_Data:_
'''
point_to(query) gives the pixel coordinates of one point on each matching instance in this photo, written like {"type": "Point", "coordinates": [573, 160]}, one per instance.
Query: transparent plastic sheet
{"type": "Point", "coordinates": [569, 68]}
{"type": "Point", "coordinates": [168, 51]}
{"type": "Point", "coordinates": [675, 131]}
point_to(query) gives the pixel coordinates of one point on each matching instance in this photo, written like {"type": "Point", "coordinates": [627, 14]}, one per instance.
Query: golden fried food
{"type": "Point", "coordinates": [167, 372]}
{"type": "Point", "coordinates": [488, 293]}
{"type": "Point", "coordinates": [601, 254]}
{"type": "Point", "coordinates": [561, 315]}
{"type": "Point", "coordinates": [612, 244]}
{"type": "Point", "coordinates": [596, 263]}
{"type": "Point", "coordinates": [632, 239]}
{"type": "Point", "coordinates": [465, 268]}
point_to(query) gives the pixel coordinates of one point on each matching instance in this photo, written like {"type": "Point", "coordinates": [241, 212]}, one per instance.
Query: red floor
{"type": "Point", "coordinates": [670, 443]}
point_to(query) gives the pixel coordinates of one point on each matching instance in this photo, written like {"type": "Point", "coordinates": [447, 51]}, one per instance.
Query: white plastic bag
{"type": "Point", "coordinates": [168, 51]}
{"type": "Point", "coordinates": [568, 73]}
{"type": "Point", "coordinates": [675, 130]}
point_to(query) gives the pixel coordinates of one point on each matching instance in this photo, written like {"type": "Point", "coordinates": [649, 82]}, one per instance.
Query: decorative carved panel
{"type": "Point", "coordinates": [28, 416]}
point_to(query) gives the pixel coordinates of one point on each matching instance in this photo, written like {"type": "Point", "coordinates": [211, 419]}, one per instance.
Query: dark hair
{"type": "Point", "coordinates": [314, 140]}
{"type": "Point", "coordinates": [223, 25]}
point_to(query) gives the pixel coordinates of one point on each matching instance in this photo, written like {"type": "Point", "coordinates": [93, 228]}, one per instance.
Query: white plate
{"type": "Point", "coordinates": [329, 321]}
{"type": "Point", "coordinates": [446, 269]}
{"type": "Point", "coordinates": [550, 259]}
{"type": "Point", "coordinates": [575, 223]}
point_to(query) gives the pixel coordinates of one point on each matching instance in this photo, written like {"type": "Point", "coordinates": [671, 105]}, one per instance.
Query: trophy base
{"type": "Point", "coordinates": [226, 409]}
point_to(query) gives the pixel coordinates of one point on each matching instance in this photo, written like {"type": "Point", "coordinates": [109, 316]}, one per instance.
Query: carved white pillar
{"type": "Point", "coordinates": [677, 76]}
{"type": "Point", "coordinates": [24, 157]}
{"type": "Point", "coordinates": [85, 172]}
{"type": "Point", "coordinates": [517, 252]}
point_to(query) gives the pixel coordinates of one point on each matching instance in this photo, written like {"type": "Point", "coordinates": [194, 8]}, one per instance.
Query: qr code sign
'''
_To be done:_ Your task is to reproduce the whole listing exactly.

_Final answer:_
point_to(query) gives the pixel coordinates of one point on each matching instance in this photo, written like {"type": "Point", "coordinates": [573, 160]}, one per instance.
Query: transparent plastic sheet
{"type": "Point", "coordinates": [569, 68]}
{"type": "Point", "coordinates": [168, 51]}
{"type": "Point", "coordinates": [675, 131]}
point_to(query) gives the pixel coordinates of one point on each matching instance in this photo, written like {"type": "Point", "coordinates": [627, 14]}, one per instance.
Query: golden fried food
{"type": "Point", "coordinates": [167, 372]}
{"type": "Point", "coordinates": [488, 293]}
{"type": "Point", "coordinates": [601, 254]}
{"type": "Point", "coordinates": [561, 315]}
{"type": "Point", "coordinates": [612, 244]}
{"type": "Point", "coordinates": [596, 263]}
{"type": "Point", "coordinates": [632, 239]}
{"type": "Point", "coordinates": [465, 268]}
point_to(query) gives the pixel coordinates of one point on each matching instance in this photo, written like {"type": "Point", "coordinates": [241, 212]}, one per instance.
Query: red floor
{"type": "Point", "coordinates": [670, 443]}
point_to(query) gives the pixel coordinates of one point on each matching instance in this photo, written like {"type": "Point", "coordinates": [447, 51]}, one per instance.
Query: white plastic bag
{"type": "Point", "coordinates": [168, 51]}
{"type": "Point", "coordinates": [568, 73]}
{"type": "Point", "coordinates": [675, 130]}
point_to(query) gives the pixel coordinates of one point on each matching instance in this photo, written like {"type": "Point", "coordinates": [649, 82]}, one per instance.
Query: decorative carved panel
{"type": "Point", "coordinates": [28, 416]}
point_to(query) gives the pixel coordinates of one point on each matching instance in this photo, written like {"type": "Point", "coordinates": [211, 419]}, one per instance.
Query: dark hair
{"type": "Point", "coordinates": [314, 140]}
{"type": "Point", "coordinates": [223, 25]}
point_to(query) gives the pixel coordinates of one point on each matching instance in this photo, written like {"type": "Point", "coordinates": [93, 228]}, one per instance.
Query: white plate
{"type": "Point", "coordinates": [329, 321]}
{"type": "Point", "coordinates": [446, 269]}
{"type": "Point", "coordinates": [550, 259]}
{"type": "Point", "coordinates": [575, 223]}
point_to(query) gives the pixel coordinates of one point on each matching instance in this photo, written like {"type": "Point", "coordinates": [671, 105]}, one per instance.
Query: trophy base
{"type": "Point", "coordinates": [226, 409]}
point_to(query) gives the pixel coordinates of one point on each matching instance in this photo, written like {"type": "Point", "coordinates": [109, 316]}, one per instance.
Query: carved white pillar
{"type": "Point", "coordinates": [677, 76]}
{"type": "Point", "coordinates": [24, 157]}
{"type": "Point", "coordinates": [85, 172]}
{"type": "Point", "coordinates": [517, 252]}
point_to(query) gives the pixel coordinates of one point on each matching instance in this photo, written like {"type": "Point", "coordinates": [194, 8]}, one per instance.
Query: qr code sign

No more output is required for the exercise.